— begin —

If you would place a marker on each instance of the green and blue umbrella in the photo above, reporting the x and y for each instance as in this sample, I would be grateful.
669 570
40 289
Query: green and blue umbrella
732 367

— end —
— begin —

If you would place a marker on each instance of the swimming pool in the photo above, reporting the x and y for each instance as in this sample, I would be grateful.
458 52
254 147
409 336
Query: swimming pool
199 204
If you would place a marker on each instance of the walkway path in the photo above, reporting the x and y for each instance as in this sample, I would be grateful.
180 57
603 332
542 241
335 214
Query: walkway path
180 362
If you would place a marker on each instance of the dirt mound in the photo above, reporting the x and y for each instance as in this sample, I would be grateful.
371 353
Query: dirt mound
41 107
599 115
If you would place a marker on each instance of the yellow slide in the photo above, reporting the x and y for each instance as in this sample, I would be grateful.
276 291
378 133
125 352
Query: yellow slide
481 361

— end —

Exercise prompt: From the entries above, copy every line that contains the word "path". Case counts.

Response to this exercise:
If you would place a marker on each instance of the walkway path in the photo above, reporting the x and y for each instance as in this sample, I would be grateful.
Query: walkway path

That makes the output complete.